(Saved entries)
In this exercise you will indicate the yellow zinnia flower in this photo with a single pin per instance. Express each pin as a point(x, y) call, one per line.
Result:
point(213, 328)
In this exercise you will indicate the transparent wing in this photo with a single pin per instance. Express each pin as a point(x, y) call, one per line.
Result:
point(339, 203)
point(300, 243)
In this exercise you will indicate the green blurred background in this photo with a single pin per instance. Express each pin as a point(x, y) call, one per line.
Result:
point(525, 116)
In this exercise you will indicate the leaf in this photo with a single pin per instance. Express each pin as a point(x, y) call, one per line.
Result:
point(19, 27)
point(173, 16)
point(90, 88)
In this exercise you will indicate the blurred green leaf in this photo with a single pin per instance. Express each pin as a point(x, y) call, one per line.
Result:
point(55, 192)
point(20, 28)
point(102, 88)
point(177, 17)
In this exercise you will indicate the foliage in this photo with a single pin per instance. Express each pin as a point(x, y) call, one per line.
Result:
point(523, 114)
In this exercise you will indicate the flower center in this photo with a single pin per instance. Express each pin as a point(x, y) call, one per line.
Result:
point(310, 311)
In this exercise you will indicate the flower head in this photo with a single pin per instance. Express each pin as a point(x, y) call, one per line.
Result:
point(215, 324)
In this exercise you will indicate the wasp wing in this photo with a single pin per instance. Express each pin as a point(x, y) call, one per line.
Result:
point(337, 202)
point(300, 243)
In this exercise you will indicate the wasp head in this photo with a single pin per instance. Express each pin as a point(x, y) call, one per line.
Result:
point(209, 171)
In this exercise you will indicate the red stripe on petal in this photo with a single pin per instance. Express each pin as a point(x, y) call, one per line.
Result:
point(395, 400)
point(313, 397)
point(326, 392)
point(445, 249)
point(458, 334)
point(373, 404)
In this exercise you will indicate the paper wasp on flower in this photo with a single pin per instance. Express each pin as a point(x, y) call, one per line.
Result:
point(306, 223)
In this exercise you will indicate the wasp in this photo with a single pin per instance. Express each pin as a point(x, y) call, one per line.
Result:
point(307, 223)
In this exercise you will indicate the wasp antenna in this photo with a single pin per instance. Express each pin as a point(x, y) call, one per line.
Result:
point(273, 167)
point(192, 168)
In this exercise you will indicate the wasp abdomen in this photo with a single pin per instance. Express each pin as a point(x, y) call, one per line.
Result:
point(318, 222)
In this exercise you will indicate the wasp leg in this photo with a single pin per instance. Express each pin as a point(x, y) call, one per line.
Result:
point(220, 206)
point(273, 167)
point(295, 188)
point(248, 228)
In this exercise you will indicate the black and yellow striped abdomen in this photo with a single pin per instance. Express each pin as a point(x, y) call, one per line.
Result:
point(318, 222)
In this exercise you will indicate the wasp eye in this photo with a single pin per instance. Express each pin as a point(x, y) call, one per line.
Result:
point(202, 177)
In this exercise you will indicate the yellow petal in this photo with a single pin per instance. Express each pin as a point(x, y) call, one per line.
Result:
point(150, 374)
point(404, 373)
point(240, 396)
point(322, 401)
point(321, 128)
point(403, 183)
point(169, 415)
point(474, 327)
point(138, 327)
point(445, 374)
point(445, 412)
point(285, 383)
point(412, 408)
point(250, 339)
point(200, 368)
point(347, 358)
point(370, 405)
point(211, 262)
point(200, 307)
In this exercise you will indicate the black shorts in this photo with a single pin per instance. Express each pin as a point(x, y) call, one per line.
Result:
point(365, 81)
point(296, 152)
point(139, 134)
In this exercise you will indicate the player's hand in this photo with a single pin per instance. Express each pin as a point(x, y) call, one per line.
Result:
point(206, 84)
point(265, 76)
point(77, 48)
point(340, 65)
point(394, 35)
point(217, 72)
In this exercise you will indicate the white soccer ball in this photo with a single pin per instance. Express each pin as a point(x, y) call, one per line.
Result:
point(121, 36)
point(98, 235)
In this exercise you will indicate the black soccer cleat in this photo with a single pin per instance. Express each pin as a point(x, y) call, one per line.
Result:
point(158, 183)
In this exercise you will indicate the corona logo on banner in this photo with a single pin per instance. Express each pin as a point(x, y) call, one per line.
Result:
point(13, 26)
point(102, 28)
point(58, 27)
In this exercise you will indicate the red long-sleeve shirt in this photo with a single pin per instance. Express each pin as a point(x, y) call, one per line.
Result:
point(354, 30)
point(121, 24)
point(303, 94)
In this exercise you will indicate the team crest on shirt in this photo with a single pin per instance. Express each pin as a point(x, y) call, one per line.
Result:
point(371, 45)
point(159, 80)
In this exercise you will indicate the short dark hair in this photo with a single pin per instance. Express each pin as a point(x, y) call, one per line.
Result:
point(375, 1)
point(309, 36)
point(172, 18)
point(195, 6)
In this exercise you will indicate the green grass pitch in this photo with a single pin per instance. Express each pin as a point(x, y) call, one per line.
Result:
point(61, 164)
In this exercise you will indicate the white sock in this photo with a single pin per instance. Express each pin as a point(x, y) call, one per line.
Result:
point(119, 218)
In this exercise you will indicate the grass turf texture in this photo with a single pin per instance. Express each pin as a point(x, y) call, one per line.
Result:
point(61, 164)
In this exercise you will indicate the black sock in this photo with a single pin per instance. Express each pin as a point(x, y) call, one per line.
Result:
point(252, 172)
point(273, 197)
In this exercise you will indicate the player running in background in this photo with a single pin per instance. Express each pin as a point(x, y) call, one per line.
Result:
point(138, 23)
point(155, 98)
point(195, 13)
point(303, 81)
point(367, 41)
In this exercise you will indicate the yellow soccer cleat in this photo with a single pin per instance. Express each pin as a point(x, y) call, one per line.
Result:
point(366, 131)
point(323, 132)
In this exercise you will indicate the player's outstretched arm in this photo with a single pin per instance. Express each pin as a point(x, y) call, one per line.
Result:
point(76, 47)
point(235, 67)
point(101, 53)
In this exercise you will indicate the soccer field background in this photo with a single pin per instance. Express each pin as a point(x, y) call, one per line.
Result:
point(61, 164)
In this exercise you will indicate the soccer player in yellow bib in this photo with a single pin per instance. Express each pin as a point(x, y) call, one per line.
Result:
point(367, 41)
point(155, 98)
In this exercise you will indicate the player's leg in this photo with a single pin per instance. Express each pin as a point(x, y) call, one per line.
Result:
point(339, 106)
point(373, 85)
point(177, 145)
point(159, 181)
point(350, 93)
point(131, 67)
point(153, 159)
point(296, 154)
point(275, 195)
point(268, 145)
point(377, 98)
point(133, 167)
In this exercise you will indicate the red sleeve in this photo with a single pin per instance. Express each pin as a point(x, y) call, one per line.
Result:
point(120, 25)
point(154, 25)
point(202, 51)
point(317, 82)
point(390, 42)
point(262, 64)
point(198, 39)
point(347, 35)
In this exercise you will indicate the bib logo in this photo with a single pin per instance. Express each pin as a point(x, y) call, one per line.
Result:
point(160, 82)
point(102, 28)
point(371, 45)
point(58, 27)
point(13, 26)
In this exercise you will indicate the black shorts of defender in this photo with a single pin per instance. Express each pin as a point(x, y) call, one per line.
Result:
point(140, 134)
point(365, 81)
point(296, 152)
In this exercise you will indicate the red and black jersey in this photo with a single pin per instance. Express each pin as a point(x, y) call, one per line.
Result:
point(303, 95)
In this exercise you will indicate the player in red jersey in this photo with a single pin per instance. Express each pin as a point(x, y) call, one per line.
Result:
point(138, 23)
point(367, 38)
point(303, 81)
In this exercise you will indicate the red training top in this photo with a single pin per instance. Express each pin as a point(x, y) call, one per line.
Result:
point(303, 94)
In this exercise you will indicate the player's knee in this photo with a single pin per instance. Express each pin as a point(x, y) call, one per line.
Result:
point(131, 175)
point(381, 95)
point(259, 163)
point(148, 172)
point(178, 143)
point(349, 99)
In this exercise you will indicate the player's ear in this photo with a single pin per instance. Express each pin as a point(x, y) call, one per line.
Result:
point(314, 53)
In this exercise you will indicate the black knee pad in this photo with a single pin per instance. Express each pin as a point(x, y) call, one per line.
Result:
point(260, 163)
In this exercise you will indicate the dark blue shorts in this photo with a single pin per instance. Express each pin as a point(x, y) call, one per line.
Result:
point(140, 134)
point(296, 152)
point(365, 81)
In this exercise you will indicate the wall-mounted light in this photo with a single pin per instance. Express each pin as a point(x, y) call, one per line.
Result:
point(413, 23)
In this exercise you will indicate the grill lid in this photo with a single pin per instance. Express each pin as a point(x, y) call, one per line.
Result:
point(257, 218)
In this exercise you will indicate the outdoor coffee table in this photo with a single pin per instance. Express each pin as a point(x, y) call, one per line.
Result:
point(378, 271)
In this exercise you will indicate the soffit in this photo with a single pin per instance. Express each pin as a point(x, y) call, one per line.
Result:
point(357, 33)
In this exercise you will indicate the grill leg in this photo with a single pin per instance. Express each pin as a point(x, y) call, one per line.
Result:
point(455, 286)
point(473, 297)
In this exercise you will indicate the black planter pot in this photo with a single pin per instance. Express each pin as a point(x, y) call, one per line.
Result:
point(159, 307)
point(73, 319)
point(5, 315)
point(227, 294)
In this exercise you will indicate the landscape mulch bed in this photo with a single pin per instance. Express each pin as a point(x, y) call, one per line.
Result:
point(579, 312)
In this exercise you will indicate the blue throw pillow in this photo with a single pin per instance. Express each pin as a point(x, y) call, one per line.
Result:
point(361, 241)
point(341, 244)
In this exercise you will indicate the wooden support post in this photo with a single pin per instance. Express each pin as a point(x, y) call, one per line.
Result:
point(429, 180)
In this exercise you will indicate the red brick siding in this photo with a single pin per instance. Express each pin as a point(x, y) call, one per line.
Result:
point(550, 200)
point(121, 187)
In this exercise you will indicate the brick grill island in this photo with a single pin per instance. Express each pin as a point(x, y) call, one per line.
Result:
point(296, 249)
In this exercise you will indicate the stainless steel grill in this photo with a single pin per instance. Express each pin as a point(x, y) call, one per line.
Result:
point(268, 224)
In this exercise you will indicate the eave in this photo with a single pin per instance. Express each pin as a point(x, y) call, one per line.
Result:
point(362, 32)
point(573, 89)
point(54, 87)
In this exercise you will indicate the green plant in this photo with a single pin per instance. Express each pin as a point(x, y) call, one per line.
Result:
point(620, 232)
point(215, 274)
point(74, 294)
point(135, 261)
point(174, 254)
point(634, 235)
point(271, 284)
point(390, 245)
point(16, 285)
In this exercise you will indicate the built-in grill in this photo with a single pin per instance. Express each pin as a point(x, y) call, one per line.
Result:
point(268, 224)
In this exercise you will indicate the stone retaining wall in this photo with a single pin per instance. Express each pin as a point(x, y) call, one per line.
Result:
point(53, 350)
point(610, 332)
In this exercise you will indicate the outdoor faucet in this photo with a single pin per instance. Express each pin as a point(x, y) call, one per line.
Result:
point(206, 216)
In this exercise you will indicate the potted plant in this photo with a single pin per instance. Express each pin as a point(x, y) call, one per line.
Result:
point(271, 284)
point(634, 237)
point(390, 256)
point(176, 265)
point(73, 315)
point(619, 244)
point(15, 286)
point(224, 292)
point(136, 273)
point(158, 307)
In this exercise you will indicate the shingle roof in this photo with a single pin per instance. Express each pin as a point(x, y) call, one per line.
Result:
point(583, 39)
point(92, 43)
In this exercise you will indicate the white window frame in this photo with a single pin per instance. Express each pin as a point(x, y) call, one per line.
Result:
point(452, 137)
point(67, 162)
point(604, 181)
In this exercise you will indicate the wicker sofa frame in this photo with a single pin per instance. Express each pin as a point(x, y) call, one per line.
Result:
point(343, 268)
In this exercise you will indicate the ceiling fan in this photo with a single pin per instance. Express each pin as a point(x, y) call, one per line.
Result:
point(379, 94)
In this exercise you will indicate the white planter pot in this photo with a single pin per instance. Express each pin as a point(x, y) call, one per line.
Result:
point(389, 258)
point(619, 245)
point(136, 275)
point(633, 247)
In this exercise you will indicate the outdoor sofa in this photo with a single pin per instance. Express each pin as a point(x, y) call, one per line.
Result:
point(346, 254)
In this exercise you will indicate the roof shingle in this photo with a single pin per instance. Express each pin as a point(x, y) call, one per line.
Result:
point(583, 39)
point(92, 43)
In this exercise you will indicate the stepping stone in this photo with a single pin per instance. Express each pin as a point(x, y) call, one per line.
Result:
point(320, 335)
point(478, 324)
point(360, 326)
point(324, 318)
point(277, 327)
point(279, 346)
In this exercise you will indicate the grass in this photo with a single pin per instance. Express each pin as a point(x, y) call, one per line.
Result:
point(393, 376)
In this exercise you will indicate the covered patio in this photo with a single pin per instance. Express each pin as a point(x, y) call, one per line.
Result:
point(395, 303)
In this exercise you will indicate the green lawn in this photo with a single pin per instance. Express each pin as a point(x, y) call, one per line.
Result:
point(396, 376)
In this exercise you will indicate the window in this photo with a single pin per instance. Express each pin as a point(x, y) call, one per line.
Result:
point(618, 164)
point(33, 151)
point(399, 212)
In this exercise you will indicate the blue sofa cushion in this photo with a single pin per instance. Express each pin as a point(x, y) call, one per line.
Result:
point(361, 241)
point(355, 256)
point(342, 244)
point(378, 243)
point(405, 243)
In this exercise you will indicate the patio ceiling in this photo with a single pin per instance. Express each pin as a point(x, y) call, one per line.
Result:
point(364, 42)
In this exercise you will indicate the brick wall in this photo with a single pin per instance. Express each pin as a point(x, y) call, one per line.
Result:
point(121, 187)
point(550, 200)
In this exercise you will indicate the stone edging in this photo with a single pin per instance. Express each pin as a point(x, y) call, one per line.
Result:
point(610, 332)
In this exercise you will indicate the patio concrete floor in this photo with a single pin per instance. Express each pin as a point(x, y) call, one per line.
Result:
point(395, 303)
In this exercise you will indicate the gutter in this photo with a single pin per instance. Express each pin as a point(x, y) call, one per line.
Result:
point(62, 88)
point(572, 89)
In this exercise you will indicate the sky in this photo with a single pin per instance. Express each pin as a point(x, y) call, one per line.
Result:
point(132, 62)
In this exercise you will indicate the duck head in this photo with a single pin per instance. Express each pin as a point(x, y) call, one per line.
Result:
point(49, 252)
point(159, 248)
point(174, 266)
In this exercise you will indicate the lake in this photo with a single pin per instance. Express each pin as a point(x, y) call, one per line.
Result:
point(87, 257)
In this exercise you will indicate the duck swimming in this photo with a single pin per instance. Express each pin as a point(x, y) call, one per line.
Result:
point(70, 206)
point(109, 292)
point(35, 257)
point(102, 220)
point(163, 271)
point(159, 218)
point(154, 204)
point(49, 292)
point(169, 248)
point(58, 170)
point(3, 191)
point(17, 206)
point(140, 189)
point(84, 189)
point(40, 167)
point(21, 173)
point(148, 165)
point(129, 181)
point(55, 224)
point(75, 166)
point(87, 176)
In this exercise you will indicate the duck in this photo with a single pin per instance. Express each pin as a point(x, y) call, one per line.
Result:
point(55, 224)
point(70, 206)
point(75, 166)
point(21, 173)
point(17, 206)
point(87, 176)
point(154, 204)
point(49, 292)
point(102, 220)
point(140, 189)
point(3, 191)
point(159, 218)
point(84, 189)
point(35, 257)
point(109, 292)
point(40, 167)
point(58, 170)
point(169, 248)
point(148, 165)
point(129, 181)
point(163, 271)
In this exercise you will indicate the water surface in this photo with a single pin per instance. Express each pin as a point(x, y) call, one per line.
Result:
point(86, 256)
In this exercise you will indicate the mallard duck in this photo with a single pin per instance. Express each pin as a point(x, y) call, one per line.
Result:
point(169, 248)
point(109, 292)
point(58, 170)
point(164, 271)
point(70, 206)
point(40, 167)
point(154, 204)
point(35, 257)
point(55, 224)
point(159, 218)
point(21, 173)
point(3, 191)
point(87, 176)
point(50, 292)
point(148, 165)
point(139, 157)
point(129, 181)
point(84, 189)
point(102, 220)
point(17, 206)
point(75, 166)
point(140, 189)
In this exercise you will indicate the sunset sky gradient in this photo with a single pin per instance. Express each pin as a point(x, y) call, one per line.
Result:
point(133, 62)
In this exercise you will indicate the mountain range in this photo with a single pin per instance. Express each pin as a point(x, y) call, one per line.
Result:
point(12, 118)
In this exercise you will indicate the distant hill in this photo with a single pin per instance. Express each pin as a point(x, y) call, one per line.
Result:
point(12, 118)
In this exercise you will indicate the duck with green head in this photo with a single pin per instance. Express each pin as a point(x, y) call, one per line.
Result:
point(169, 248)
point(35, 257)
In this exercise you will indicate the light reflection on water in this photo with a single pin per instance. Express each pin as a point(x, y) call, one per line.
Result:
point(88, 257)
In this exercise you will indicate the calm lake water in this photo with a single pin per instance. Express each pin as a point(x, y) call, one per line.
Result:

DESCRIPTION OF THE TASK: Each line above with the string "blue" should be reported in full.

RESULT:
In this exercise you will indicate the dark blue shorts in this photo with a single pin per instance. Express each pin as a point(x, y) call, one per line.
In this exercise you will indicate the blue throw pillow in this photo with a single pin per instance. Express each pin as a point(x, y) call, one per line.
In this exercise you will indicate the blue sofa cushion in this photo with a single pin per instance. Express each pin as a point(x, y) call, one per line.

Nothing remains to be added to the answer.